WHAT TO DO - Report each line in the records below that contains the word "clear". Treat uppercase and lowercase as different.

DATA SHOWN -
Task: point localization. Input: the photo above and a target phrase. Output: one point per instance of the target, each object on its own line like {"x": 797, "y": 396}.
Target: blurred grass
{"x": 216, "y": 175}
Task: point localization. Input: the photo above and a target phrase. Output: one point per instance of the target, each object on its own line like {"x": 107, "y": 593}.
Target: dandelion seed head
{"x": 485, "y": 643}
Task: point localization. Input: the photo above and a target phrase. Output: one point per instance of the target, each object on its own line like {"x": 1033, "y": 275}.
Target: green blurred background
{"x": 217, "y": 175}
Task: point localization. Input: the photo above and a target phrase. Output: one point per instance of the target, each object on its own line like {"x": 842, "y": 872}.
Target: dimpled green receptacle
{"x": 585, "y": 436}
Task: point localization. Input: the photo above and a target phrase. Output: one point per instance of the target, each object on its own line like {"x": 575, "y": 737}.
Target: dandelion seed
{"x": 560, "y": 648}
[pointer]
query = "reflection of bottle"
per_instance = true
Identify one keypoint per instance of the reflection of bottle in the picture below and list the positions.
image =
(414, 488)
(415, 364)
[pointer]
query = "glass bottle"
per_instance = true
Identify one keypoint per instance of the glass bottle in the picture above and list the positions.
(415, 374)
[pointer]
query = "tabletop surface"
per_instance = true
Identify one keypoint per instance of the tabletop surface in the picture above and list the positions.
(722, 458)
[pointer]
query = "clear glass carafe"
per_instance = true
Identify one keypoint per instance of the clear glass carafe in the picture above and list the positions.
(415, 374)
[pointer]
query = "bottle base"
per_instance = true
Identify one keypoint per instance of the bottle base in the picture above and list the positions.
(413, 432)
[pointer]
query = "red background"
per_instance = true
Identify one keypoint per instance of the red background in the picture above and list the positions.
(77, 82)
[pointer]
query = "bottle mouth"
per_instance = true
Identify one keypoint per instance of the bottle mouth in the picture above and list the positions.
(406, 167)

EXERCISE ANSWER -
query = "clear glass carafe"
Identify one keypoint per instance of the clear glass carafe in the picture above and list the positions.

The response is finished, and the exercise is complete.